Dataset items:
────

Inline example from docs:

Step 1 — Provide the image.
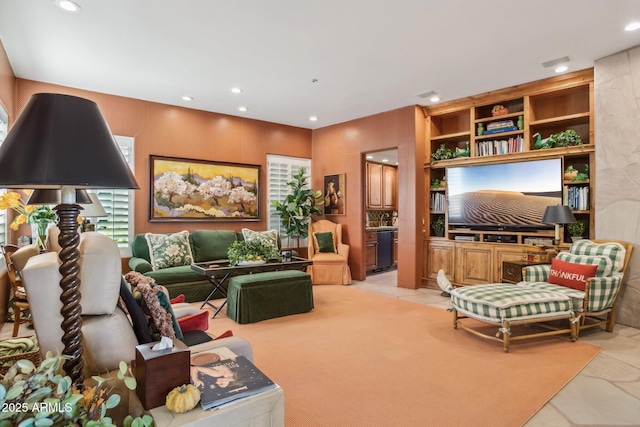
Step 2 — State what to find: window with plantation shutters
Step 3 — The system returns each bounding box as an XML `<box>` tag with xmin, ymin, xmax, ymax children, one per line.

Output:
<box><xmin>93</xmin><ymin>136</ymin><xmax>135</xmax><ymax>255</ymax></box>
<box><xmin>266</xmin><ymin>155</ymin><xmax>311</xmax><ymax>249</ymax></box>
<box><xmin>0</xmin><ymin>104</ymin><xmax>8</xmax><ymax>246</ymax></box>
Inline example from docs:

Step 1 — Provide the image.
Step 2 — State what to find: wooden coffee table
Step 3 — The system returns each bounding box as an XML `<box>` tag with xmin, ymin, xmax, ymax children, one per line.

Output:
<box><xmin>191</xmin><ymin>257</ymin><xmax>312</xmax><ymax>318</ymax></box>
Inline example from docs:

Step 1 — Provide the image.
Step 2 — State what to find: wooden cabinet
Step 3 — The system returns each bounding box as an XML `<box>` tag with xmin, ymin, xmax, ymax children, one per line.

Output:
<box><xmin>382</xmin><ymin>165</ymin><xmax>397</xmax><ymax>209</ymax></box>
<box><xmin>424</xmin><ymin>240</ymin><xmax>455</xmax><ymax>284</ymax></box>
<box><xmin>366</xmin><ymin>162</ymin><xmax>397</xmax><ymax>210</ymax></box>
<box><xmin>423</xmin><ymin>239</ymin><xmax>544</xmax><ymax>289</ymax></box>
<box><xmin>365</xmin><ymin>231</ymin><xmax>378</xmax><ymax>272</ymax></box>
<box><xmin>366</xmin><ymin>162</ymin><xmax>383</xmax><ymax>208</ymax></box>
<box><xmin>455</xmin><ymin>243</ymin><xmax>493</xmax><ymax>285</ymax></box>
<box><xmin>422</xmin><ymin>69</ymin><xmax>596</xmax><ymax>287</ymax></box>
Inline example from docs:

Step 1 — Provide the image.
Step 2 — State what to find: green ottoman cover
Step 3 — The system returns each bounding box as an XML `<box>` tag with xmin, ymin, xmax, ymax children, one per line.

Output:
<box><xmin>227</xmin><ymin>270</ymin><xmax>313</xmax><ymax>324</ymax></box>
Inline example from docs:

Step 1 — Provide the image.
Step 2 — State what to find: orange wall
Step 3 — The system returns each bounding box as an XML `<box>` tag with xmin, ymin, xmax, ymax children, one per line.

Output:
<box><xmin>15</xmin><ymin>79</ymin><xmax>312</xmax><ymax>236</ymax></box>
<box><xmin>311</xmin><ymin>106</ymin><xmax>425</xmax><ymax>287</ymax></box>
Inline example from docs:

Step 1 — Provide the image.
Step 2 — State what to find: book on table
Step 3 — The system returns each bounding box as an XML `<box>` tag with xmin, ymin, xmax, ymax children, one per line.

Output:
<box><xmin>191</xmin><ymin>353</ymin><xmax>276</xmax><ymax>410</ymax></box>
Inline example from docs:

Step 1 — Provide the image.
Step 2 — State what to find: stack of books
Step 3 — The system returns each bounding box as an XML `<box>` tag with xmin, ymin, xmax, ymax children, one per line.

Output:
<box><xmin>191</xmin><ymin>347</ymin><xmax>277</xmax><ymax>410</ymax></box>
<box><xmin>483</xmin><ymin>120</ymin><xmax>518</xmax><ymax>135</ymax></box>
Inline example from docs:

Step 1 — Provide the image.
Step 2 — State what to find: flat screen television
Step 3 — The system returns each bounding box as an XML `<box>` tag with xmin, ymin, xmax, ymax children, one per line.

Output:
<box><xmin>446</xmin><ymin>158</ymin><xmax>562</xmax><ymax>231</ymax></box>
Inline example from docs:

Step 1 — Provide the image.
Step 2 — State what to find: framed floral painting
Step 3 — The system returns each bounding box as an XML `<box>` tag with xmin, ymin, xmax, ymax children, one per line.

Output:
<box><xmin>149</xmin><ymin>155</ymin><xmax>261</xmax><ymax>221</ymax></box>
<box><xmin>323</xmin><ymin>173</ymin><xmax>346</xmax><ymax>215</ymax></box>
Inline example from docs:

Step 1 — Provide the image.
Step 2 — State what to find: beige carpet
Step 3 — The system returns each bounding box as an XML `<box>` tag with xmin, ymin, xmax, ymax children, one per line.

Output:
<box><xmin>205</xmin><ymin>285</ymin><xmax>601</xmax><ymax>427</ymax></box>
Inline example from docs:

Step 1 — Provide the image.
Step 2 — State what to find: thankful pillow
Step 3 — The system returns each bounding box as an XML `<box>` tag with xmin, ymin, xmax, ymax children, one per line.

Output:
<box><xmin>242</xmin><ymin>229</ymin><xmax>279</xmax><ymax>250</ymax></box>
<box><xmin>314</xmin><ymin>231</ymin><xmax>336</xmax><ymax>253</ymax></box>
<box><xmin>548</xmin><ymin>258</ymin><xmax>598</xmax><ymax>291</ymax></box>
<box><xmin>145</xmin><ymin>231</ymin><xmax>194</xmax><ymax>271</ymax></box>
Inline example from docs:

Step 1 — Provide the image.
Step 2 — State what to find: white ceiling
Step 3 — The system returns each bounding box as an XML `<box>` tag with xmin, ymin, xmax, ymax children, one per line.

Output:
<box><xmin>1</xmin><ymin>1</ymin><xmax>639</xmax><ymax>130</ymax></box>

────

Exercise description: The records above are to be transcribed word for word. Skip the images.

Exercise answer:
Inline example from docs:

Step 1 — Provide the image.
Step 2 — State what to find: window with plantation shutters
Step 3 — The system returns each bounding box as an XML `<box>` tag with xmin, ymin, xmax, ymax children, one per line.

Output:
<box><xmin>93</xmin><ymin>136</ymin><xmax>135</xmax><ymax>255</ymax></box>
<box><xmin>266</xmin><ymin>155</ymin><xmax>311</xmax><ymax>249</ymax></box>
<box><xmin>0</xmin><ymin>104</ymin><xmax>8</xmax><ymax>246</ymax></box>
Inline example from docs:

Step 1 — Provide the image.
Step 2 — State what to find: wooden coffee table
Step 3 — The system returns each bounding box as an XML `<box>` tag with xmin, ymin, xmax, ymax children, one per line.

Output:
<box><xmin>191</xmin><ymin>257</ymin><xmax>312</xmax><ymax>318</ymax></box>
Inline example from docs:

Step 1 — Provide the image.
Step 2 — State what to find: wooden cabinet
Step 3 — The system returns each bounding box as an XML `<box>` tag with xmin, ymin, xmax, ymax children, one per line.

Output:
<box><xmin>382</xmin><ymin>165</ymin><xmax>397</xmax><ymax>209</ymax></box>
<box><xmin>424</xmin><ymin>240</ymin><xmax>455</xmax><ymax>284</ymax></box>
<box><xmin>366</xmin><ymin>162</ymin><xmax>397</xmax><ymax>210</ymax></box>
<box><xmin>423</xmin><ymin>239</ymin><xmax>544</xmax><ymax>289</ymax></box>
<box><xmin>365</xmin><ymin>231</ymin><xmax>378</xmax><ymax>272</ymax></box>
<box><xmin>366</xmin><ymin>162</ymin><xmax>383</xmax><ymax>208</ymax></box>
<box><xmin>455</xmin><ymin>243</ymin><xmax>493</xmax><ymax>285</ymax></box>
<box><xmin>422</xmin><ymin>69</ymin><xmax>596</xmax><ymax>287</ymax></box>
Inline example from docs:

Step 1 — Provide the image.
Step 2 — State what to find: green ottoman cover
Step 3 — The system returns each bounding box as an XML `<box>` tag with xmin, ymin, xmax, ymax children, one per line.

Output:
<box><xmin>227</xmin><ymin>270</ymin><xmax>313</xmax><ymax>324</ymax></box>
Inline example from docs:

Step 1 — Provide the image.
Step 2 — State what to find: orange wall
Step 3 — The system returns each bounding box as an XML `<box>` tag with xmin, ymin, xmax, ymax children, one per line.

Output:
<box><xmin>15</xmin><ymin>79</ymin><xmax>312</xmax><ymax>236</ymax></box>
<box><xmin>311</xmin><ymin>106</ymin><xmax>425</xmax><ymax>287</ymax></box>
Inline example from docs:

Step 1 — Provide the image.
Step 2 — State what to find: book on table
Step 3 — The system returns each bounding box as an XML `<box>` tag with xmin, ymin, xmax, ymax children, one per line.

Output:
<box><xmin>191</xmin><ymin>353</ymin><xmax>276</xmax><ymax>410</ymax></box>
Inline example from docs:

Step 1 — Provide the image.
Step 2 — State what to find: stack of books
Step 3 — The system returns each bounding box as an XML `<box>` tag with xmin, ymin, xmax, ymax children, one per line.

Output:
<box><xmin>191</xmin><ymin>347</ymin><xmax>277</xmax><ymax>410</ymax></box>
<box><xmin>483</xmin><ymin>120</ymin><xmax>518</xmax><ymax>135</ymax></box>
Inline example from docs:

Step 1 — Provide the image.
Step 2 — State what to find: flat screen television
Step 3 — The system returns each bounding box as an XML `<box>` tag with xmin, ymin, xmax, ymax children, one per line.

Output:
<box><xmin>446</xmin><ymin>158</ymin><xmax>562</xmax><ymax>231</ymax></box>
Inline example from docs:

Step 1 — Provide the image.
Step 2 — State what to find: framed floral painting
Step 3 — The system returns each bounding box as an XML `<box>` tag with xmin, ymin, xmax, ymax children, one per line.

Output:
<box><xmin>149</xmin><ymin>155</ymin><xmax>261</xmax><ymax>221</ymax></box>
<box><xmin>323</xmin><ymin>173</ymin><xmax>346</xmax><ymax>215</ymax></box>
Inline example from docs:

Step 1 — Provide the image.
Step 2 — State what to find: beige carpet
Step 3 — The system returns each bounding box as an XML `<box>` tag with xmin, ymin, xmax, ymax children, one per line.

Output:
<box><xmin>205</xmin><ymin>285</ymin><xmax>601</xmax><ymax>427</ymax></box>
Inline example from docs:

Step 1 — Provide the image.
Step 2 — State what to find: thankful pillow
Step 3 — The system returns each bounding box as an XML `<box>` tag with xmin, ymin, xmax, ymax children, one per line.

Output:
<box><xmin>242</xmin><ymin>229</ymin><xmax>279</xmax><ymax>250</ymax></box>
<box><xmin>314</xmin><ymin>231</ymin><xmax>336</xmax><ymax>253</ymax></box>
<box><xmin>548</xmin><ymin>258</ymin><xmax>598</xmax><ymax>291</ymax></box>
<box><xmin>145</xmin><ymin>231</ymin><xmax>194</xmax><ymax>271</ymax></box>
Inline example from docs:

Step 1 — Provide the image.
Step 2 — State what to find: white ceiling
Step 3 — The system returns each bounding box as an XML `<box>` tag with xmin, ymin, xmax, ymax children, one per line.

Output:
<box><xmin>1</xmin><ymin>1</ymin><xmax>639</xmax><ymax>130</ymax></box>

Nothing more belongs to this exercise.